The groupby method partitions the rows into groups that have the same values on the specified columns.

We can then specify some Target columns and some aggregators (sum, np.mean, np.max, len) to produce a single value for all of the rows in each group.

Some examples will make it clear!



In [None]:
#fac = df.groupby(['inst','subject'])['enr'].agg(sum)
#fac
fac = df.groupby(['inst','subj'])
fac = fac['enr'].agg([sum, np.mean, np.max,np.min,len])
fac = fac.sort_values(ascending=False,by='sum')
fac.head(40)



## Here is another example
We're finding the statistics about courses that Dan Perlman has taught, grouped by subject.

In [None]:

df[ df['inst']=='Perlman, Dan' ].groupby('title')['enr'].agg([sum, len, np.mean])

## Sorting the Series
We can sort the values if we want and we can use .head(N) and .tail(N) to look at either end of the sorted series.

In [None]:
fac.sort_values(by='sum',ascending=False)

In [None]:
fac.head(1010).tail(10)

In [None]:
df

# Finding departments (subj) with the most students per year
Let's do another example of aggregation, to sum the enrollments for each department over all years

In [None]:
depts = df.groupby('subj')['enr'].agg(sum)
depts

It is more interesting to look at enrollments per year

In [None]:
def div17(x):
    return x/17
depts = depts.apply(div17)
depts

In [None]:
depts = depts.sort_values()
depts = depts[::-1]
depts.head(20)

# Restricting to a time interval
Let's do the same but just look for the past 4 years, i.e. from Fall2017 to Summer 2021 which are the codes 1173 to 1212.


In [None]:
df2 = df[df['code']>=1193]
df2
#islater = df['code']>= 1173
#df[islater]

## aggregate by summing the enrollments for each subject

In [None]:
depts = df2.groupby(['subj'])['enr'].agg(sum)
depts = depts.sort_values(ascending=False)
depts.head(20)
                     


# Time series
Now lets try to get time series data and plot the enrollments in a department by year.
Let's first add a new column giving the academic year, so Fall2004 and Spring 2005 and Summer2005 would all be 2004


In [None]:
def code2year(code):
    ''' returns the academic year corresponding to a code'''
    code=str(code)
    year = int("20"+code[1:-1])
    if code[-1]!='3':
        year = year -1
    return year
print(code2year('1051'))

**RECORDS PROVIDED**
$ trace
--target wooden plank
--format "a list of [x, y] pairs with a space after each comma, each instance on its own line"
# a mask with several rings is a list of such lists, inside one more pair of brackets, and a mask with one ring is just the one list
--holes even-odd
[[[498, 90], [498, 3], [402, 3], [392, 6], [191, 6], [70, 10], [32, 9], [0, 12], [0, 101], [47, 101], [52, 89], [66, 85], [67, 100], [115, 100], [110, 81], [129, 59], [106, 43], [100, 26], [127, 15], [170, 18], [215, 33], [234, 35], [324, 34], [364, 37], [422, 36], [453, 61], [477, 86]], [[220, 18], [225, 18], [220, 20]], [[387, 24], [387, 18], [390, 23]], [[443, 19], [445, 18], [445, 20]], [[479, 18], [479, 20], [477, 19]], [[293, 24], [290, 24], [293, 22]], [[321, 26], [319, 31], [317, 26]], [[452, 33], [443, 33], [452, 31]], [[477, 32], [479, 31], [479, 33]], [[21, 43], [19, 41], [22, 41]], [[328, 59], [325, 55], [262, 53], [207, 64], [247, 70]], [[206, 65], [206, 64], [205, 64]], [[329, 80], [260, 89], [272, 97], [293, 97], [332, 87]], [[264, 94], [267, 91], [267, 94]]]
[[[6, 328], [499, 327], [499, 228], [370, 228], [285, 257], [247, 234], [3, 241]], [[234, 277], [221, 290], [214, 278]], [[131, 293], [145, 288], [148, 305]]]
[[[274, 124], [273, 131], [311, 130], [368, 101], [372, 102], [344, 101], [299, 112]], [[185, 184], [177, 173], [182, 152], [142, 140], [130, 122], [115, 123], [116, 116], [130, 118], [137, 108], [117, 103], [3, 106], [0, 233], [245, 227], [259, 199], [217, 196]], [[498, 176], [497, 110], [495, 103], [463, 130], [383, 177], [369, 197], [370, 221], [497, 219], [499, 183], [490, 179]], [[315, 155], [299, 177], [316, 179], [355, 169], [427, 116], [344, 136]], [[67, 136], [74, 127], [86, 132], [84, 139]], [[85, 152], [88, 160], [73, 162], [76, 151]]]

* * *

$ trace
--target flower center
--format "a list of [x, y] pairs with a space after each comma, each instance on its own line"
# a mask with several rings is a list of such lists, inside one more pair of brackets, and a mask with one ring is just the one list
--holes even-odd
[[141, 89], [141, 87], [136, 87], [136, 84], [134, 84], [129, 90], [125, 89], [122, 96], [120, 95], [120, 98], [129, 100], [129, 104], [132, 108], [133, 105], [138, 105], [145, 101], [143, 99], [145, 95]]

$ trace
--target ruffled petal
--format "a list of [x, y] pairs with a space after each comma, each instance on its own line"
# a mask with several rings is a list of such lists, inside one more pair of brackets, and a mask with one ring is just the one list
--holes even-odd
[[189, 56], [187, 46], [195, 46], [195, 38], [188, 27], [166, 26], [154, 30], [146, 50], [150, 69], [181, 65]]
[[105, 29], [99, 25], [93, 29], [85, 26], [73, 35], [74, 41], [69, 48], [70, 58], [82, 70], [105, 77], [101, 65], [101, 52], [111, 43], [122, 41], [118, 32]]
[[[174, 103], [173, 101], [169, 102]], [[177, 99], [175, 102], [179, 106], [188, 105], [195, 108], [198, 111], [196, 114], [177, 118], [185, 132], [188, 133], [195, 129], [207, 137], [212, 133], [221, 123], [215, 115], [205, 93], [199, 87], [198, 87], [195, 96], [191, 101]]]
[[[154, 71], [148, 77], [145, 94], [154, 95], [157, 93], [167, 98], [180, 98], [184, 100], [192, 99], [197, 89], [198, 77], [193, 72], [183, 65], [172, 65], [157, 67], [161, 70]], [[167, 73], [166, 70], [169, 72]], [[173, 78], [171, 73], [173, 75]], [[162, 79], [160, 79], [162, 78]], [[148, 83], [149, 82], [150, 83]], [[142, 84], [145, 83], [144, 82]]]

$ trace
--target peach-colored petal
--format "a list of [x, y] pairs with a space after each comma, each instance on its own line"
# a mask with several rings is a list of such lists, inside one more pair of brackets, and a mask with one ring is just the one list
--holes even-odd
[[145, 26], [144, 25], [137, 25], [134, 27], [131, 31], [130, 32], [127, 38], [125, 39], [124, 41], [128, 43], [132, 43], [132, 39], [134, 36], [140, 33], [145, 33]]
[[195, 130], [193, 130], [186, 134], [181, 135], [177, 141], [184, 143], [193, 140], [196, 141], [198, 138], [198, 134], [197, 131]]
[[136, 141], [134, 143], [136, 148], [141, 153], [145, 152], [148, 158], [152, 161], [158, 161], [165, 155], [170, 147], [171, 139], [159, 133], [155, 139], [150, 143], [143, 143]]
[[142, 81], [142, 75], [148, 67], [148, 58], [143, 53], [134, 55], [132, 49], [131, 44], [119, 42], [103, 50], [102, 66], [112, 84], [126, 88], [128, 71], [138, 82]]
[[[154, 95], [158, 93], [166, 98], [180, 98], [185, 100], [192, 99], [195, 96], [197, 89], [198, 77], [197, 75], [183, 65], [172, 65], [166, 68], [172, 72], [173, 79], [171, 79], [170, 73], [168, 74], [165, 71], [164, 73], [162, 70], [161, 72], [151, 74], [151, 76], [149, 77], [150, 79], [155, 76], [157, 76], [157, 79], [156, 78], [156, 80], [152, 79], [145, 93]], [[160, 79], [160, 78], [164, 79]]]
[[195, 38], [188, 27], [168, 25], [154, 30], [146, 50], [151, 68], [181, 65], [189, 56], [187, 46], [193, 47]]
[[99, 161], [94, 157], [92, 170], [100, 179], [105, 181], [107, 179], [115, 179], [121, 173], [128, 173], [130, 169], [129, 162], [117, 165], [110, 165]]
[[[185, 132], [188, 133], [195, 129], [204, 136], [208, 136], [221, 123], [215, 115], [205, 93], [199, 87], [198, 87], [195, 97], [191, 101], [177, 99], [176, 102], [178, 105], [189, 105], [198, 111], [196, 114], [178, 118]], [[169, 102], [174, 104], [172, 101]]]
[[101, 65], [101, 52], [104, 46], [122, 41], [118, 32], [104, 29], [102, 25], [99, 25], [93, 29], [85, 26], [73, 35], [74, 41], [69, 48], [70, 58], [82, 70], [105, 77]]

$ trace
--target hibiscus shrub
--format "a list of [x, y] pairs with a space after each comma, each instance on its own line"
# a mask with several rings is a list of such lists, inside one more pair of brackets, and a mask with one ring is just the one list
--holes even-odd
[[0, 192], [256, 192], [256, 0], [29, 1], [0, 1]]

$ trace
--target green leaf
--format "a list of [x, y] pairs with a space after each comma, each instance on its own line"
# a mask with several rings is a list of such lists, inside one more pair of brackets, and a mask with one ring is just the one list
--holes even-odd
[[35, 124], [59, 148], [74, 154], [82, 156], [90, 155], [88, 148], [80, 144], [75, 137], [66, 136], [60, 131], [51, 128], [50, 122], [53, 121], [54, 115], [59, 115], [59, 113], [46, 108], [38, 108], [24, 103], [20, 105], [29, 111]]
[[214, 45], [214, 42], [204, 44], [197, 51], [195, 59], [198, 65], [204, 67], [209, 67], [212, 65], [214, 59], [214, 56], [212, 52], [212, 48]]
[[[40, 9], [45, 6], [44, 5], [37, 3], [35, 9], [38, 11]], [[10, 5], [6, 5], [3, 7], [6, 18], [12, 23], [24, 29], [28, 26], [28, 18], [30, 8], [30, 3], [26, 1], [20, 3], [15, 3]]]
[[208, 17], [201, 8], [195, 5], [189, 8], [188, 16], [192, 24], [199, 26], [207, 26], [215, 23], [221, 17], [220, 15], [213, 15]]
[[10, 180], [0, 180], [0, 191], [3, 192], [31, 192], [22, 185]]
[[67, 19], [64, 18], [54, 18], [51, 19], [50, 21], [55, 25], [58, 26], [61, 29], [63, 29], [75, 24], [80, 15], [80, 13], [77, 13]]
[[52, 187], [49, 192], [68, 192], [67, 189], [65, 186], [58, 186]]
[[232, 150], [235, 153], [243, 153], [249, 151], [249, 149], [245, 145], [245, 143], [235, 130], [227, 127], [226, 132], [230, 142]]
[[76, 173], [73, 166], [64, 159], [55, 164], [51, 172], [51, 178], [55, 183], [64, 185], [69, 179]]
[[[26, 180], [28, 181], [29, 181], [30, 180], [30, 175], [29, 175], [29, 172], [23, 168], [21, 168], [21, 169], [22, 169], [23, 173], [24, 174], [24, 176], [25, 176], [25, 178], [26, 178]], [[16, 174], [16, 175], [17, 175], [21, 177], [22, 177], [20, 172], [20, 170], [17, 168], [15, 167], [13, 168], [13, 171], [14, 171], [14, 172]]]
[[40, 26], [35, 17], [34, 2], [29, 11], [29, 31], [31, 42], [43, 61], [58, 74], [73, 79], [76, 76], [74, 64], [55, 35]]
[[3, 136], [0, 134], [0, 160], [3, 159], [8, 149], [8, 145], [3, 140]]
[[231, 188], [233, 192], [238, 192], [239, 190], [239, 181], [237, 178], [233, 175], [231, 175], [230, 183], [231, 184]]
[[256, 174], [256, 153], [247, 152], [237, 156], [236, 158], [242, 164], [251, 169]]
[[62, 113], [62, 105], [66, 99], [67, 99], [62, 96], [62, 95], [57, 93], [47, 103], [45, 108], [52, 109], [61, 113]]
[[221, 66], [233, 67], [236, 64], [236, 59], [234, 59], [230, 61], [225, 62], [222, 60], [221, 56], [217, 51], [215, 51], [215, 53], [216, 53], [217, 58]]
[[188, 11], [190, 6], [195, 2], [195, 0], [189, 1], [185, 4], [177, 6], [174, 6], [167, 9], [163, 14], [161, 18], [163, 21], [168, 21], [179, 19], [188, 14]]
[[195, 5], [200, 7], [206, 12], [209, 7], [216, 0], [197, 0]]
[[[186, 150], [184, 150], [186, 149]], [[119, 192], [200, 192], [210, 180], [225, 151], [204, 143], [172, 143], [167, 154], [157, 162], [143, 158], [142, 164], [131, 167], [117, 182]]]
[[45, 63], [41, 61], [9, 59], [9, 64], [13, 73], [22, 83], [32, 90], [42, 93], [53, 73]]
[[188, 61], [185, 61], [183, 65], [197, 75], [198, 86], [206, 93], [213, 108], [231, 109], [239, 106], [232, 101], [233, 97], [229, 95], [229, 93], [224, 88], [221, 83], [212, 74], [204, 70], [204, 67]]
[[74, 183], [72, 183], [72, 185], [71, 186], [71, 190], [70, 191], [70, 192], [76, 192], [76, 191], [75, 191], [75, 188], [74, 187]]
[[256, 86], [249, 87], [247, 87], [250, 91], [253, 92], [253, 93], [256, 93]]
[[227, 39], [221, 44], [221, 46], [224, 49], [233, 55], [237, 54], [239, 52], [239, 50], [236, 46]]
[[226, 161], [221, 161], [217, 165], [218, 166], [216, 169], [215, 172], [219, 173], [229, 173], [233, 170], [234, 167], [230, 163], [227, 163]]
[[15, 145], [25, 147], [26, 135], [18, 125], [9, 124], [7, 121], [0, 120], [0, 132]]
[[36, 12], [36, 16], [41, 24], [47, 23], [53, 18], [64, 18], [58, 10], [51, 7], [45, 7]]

* * *

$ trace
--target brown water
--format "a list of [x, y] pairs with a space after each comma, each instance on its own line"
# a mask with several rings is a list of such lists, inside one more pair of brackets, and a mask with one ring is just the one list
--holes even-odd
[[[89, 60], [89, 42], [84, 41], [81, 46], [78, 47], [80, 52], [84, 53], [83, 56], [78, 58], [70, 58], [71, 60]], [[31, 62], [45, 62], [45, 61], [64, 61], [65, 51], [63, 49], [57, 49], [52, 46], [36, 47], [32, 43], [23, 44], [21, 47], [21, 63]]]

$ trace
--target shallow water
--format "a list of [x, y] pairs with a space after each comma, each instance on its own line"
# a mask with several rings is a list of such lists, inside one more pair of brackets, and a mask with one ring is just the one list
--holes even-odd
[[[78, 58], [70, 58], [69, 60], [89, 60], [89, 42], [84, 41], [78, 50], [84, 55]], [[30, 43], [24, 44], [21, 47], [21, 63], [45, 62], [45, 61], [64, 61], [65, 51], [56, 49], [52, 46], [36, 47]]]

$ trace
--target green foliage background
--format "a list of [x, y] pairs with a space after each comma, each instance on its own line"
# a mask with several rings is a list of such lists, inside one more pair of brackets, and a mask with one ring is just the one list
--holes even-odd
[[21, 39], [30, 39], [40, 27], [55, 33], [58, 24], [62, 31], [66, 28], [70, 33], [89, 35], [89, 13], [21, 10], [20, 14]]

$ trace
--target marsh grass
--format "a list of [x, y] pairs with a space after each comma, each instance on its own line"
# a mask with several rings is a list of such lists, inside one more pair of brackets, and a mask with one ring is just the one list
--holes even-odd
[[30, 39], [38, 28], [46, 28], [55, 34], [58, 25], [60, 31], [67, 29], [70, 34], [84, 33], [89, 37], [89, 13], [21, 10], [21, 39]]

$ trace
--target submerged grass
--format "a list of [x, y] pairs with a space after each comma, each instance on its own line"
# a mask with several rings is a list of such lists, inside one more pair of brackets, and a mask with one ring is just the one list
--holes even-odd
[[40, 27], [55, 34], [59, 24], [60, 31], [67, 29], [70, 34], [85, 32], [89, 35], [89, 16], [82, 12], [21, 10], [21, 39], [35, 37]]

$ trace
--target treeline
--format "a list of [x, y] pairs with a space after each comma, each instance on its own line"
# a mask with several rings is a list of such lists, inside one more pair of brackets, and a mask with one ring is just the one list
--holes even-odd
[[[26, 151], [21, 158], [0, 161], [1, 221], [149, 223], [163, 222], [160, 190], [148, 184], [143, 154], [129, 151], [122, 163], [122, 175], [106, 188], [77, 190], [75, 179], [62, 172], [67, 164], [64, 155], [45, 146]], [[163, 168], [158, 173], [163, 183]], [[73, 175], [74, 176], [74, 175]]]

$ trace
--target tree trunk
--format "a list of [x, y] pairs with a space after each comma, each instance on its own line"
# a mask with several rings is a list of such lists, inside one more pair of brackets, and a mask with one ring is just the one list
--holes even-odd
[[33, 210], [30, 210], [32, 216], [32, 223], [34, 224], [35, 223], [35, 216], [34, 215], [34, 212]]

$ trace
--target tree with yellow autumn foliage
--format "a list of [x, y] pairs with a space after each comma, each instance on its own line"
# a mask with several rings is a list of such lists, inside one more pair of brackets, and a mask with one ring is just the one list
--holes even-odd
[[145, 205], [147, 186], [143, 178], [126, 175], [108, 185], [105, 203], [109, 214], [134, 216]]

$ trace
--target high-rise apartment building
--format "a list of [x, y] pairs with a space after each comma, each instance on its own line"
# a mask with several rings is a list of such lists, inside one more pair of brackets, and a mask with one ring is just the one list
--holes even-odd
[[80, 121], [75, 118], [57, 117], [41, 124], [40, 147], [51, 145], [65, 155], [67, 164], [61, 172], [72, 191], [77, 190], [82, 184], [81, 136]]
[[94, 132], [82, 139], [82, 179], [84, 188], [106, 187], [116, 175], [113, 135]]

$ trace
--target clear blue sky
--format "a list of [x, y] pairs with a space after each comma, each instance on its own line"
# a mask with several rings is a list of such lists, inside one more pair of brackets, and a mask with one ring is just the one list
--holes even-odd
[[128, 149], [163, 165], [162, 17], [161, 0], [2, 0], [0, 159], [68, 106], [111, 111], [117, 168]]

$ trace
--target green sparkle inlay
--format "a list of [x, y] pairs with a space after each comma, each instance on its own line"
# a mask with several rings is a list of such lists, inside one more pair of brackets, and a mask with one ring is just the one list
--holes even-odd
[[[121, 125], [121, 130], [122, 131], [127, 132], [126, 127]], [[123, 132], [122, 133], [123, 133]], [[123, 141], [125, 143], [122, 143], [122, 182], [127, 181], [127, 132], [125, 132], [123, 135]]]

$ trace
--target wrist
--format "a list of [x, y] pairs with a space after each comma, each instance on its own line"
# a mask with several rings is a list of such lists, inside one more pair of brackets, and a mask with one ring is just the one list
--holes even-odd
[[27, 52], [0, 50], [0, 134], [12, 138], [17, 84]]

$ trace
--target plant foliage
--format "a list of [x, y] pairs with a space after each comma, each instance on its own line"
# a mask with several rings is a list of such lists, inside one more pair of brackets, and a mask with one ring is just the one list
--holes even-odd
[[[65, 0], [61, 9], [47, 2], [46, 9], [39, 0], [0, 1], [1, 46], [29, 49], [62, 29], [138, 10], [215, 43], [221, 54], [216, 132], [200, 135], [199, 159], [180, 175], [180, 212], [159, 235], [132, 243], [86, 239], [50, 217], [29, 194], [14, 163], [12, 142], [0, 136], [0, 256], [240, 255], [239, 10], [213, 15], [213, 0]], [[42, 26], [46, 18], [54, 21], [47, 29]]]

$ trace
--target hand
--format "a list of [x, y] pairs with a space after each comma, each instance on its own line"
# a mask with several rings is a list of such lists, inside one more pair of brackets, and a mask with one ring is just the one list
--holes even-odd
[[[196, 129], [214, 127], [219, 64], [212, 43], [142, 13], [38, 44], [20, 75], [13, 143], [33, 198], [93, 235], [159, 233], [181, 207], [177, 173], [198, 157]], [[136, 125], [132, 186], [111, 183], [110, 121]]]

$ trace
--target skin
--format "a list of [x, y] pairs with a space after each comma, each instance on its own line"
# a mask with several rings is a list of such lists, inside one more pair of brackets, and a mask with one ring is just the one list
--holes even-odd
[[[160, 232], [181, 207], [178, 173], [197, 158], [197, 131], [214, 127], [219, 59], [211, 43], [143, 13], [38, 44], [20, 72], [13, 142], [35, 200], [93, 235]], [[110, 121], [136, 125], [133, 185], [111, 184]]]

**AIM**
Repeat word for word the part of the pandas groupby notebook that begins at "# Restricting to", and stop after "1173 to 1212.".

**EXERCISE RESPONSE**
# Restricting to a time interval
Let's do the same but just look for the past 4 years, i.e. from Fall2017 to Summer 2021 which are the codes 1173 to 1212.